Once the line containing "If you could pin the gravel" is reached in the listing below, reproduce it and all later lines through the final one exactly, but omit any pictures.

| Dataset records |
*****

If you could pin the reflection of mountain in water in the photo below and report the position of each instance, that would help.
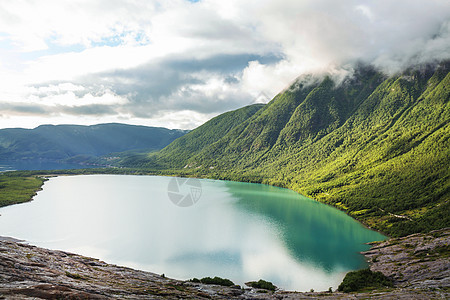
(313, 232)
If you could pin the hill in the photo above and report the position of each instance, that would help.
(68, 141)
(373, 145)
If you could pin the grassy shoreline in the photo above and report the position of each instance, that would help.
(41, 176)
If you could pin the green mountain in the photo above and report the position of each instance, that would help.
(68, 141)
(375, 146)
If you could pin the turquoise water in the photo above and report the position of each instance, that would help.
(233, 230)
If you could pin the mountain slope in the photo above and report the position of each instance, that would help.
(175, 155)
(375, 146)
(65, 141)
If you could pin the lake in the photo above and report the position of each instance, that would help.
(39, 165)
(194, 228)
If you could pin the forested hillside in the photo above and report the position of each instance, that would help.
(66, 141)
(373, 145)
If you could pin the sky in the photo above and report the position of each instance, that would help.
(178, 63)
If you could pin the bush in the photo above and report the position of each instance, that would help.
(215, 280)
(363, 280)
(262, 284)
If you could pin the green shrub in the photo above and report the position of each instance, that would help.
(363, 280)
(215, 280)
(262, 284)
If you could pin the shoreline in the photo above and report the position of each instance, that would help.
(30, 272)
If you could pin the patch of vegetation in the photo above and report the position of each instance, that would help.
(262, 284)
(18, 189)
(216, 280)
(376, 147)
(363, 280)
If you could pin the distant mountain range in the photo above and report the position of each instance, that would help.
(373, 145)
(76, 142)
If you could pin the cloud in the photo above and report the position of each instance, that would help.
(150, 62)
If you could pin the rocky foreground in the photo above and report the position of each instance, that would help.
(418, 264)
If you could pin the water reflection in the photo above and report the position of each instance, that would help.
(239, 231)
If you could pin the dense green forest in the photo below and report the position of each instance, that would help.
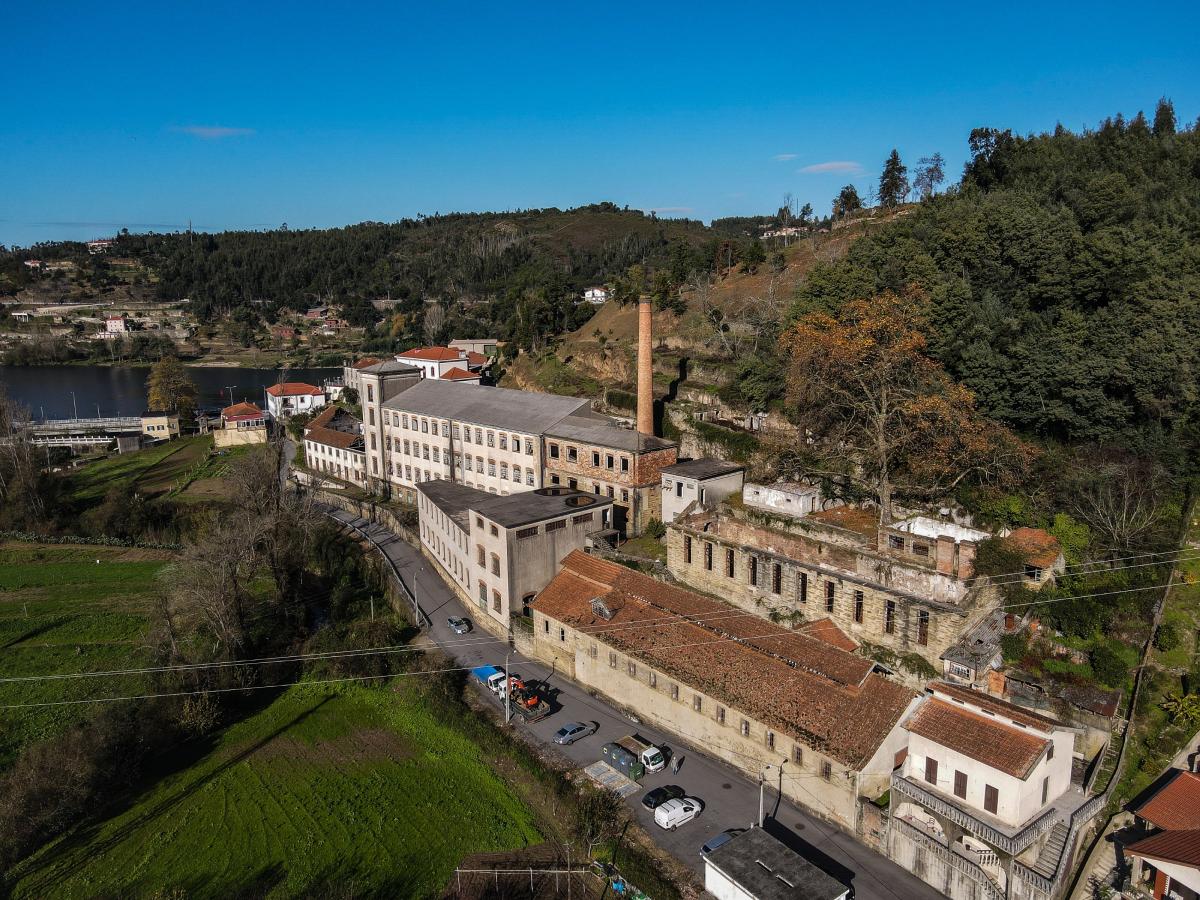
(1065, 279)
(515, 275)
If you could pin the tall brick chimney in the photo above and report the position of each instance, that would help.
(645, 369)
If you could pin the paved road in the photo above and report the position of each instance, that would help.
(730, 798)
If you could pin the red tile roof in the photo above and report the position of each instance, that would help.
(1001, 708)
(994, 743)
(792, 682)
(1175, 807)
(1039, 547)
(1182, 846)
(294, 389)
(435, 354)
(243, 409)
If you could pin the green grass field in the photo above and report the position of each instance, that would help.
(364, 787)
(61, 612)
(153, 471)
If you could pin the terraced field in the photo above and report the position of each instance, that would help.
(361, 789)
(69, 609)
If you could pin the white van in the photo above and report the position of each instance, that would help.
(673, 814)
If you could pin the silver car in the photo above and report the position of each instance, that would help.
(573, 731)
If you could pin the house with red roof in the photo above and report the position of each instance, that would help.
(292, 397)
(445, 363)
(1168, 861)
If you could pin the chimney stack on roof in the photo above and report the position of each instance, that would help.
(645, 369)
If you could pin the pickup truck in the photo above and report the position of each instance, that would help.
(651, 757)
(523, 701)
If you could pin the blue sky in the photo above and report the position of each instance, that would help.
(255, 114)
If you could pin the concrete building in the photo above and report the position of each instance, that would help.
(701, 481)
(756, 867)
(983, 804)
(498, 552)
(240, 424)
(160, 425)
(695, 667)
(480, 437)
(1167, 861)
(292, 399)
(593, 454)
(881, 585)
(333, 444)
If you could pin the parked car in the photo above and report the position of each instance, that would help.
(573, 731)
(720, 839)
(655, 798)
(676, 813)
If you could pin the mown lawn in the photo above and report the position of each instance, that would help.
(359, 786)
(61, 612)
(155, 469)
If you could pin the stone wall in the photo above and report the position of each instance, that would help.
(802, 592)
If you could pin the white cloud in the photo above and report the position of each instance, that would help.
(843, 166)
(213, 132)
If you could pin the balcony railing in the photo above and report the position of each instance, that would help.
(951, 858)
(1012, 844)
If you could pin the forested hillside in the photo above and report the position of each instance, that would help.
(1065, 280)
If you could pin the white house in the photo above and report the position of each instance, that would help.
(293, 397)
(756, 867)
(703, 481)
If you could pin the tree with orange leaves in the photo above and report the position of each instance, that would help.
(881, 415)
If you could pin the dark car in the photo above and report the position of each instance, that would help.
(655, 798)
(720, 839)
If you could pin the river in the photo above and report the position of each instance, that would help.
(121, 390)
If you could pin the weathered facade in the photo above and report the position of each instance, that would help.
(696, 669)
(837, 564)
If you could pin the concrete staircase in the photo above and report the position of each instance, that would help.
(1055, 846)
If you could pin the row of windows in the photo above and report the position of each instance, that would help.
(599, 460)
(699, 706)
(802, 589)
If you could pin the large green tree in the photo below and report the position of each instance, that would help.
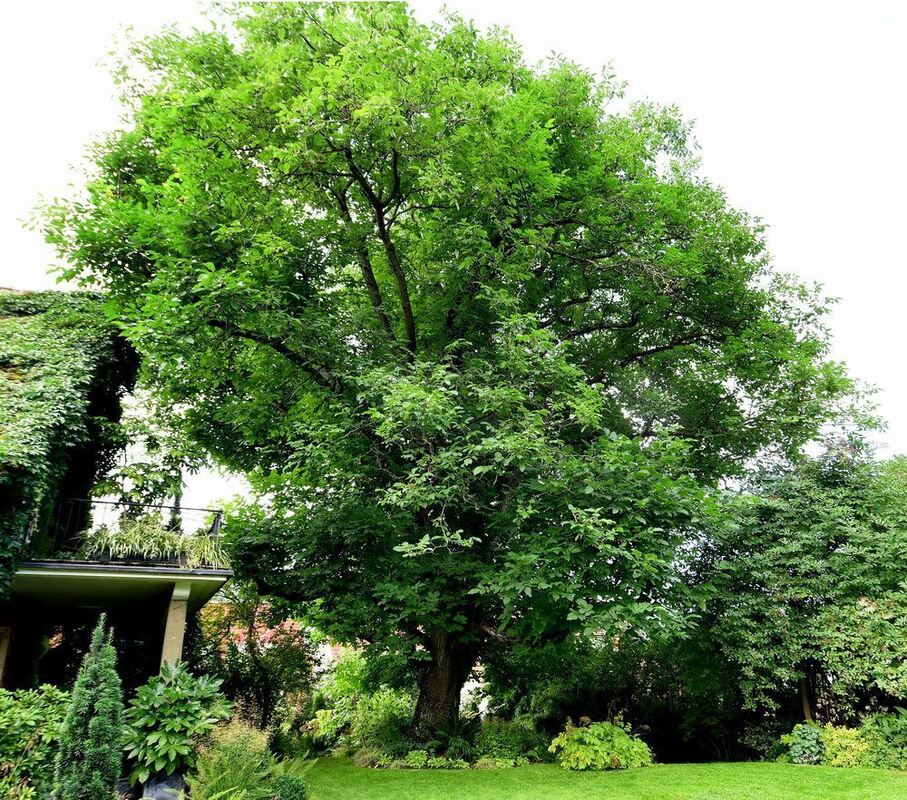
(478, 336)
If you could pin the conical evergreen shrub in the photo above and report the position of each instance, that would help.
(90, 754)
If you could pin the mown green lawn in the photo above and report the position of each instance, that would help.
(337, 779)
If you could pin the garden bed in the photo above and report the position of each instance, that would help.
(338, 779)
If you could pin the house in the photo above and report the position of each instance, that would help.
(63, 557)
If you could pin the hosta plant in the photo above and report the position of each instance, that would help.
(167, 718)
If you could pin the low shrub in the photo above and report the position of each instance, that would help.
(843, 747)
(509, 741)
(286, 786)
(490, 762)
(236, 760)
(886, 739)
(600, 745)
(416, 759)
(804, 744)
(30, 727)
(167, 719)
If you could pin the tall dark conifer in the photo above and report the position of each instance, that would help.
(90, 755)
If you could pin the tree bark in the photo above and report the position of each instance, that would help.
(439, 690)
(804, 700)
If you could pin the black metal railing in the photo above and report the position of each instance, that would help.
(129, 532)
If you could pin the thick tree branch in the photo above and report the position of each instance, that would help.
(393, 257)
(662, 348)
(365, 266)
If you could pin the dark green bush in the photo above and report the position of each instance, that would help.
(886, 737)
(804, 744)
(167, 718)
(509, 741)
(235, 762)
(30, 725)
(286, 786)
(90, 753)
(381, 722)
(600, 745)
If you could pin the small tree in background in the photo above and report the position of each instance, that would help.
(90, 755)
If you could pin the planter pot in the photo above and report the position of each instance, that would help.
(166, 788)
(126, 790)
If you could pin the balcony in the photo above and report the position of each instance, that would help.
(148, 567)
(127, 533)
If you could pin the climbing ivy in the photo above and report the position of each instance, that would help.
(63, 369)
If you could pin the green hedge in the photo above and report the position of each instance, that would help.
(880, 741)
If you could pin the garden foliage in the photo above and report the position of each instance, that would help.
(598, 746)
(479, 334)
(880, 741)
(90, 749)
(263, 657)
(31, 723)
(167, 719)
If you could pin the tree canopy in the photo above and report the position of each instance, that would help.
(810, 598)
(477, 330)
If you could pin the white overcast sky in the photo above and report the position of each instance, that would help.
(800, 109)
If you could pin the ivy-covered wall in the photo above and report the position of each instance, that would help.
(63, 371)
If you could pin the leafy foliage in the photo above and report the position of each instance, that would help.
(381, 722)
(147, 538)
(31, 723)
(236, 760)
(808, 572)
(600, 745)
(886, 735)
(804, 744)
(263, 658)
(167, 718)
(476, 335)
(62, 371)
(843, 747)
(508, 741)
(90, 753)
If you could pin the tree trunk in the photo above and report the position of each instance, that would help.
(443, 679)
(804, 700)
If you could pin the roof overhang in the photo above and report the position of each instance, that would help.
(74, 583)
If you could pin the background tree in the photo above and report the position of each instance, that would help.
(263, 657)
(809, 574)
(478, 337)
(91, 743)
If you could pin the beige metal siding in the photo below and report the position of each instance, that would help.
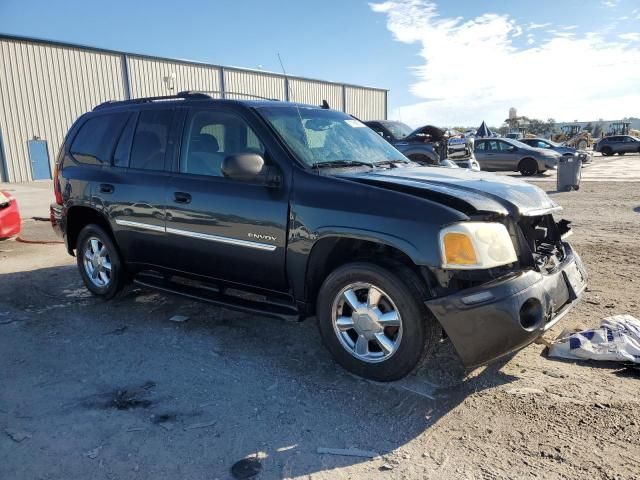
(43, 89)
(147, 77)
(366, 103)
(314, 92)
(254, 83)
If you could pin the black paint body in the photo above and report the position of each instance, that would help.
(402, 208)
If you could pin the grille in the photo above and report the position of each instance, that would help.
(543, 241)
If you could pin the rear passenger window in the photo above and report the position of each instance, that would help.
(96, 139)
(150, 139)
(123, 149)
(211, 136)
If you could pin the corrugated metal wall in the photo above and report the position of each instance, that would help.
(366, 103)
(149, 77)
(254, 83)
(45, 86)
(43, 89)
(313, 92)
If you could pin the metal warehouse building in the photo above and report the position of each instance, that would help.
(45, 86)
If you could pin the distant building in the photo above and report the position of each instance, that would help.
(45, 86)
(635, 123)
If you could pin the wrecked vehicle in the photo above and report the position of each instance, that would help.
(296, 211)
(427, 145)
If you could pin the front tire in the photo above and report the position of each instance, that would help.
(99, 262)
(528, 167)
(374, 322)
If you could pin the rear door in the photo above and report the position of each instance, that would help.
(134, 195)
(222, 228)
(508, 157)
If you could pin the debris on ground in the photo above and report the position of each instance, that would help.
(246, 468)
(616, 339)
(17, 435)
(347, 452)
(200, 425)
(93, 453)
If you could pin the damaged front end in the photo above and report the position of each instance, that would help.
(488, 313)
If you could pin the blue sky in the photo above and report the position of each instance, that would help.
(443, 62)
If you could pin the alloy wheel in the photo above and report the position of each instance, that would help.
(367, 322)
(97, 262)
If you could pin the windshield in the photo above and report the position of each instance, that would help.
(399, 130)
(319, 136)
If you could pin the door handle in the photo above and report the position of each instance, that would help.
(181, 197)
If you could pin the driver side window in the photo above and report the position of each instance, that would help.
(506, 147)
(210, 136)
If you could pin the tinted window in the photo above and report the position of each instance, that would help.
(506, 147)
(210, 136)
(96, 139)
(150, 139)
(492, 146)
(123, 148)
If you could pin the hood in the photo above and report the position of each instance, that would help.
(466, 191)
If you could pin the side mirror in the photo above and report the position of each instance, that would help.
(250, 167)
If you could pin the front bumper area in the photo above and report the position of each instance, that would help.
(502, 316)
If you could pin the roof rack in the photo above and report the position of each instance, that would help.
(178, 96)
(226, 92)
(184, 95)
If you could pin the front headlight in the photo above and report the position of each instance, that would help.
(476, 245)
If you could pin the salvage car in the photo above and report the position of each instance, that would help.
(296, 211)
(505, 154)
(10, 220)
(561, 148)
(427, 145)
(619, 144)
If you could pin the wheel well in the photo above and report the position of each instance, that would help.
(80, 217)
(330, 253)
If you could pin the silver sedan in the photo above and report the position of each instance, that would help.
(505, 154)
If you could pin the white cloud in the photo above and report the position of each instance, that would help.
(472, 69)
(631, 37)
(533, 26)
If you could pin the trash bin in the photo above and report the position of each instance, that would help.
(569, 172)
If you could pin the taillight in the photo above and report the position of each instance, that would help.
(56, 184)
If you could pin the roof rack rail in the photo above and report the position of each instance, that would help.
(226, 92)
(179, 96)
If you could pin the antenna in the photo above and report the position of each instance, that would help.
(284, 72)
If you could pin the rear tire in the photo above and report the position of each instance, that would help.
(409, 332)
(528, 167)
(99, 262)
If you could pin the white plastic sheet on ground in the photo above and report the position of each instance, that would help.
(616, 339)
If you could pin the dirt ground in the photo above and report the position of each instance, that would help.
(116, 390)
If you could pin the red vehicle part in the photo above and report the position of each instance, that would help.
(10, 221)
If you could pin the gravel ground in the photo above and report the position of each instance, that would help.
(93, 389)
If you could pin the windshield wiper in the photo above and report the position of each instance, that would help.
(341, 163)
(391, 163)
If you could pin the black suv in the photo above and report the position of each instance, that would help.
(294, 210)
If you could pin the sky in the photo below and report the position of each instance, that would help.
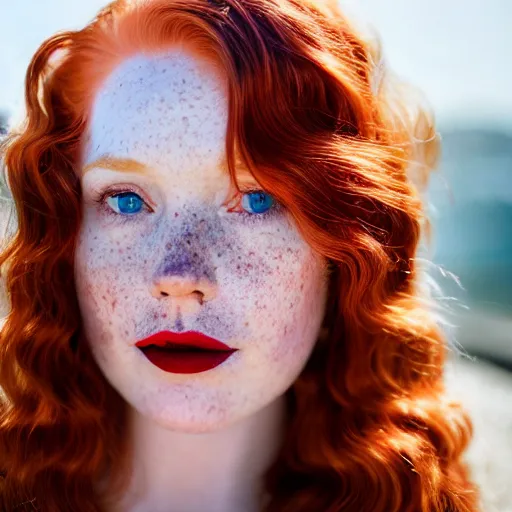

*****

| Answer to this problem |
If you could pin the gravel ground in the photo above and report the position of each instance, that would help.
(93, 389)
If you could pin the windshield wiper in the photo above and report the position of each instance, that would help.
(341, 163)
(391, 163)
If you could pin the black suv in the photo above and report the position of each instance, that would help.
(294, 210)
If you could pin the sky in the photo below and report the position of each instance, that would help.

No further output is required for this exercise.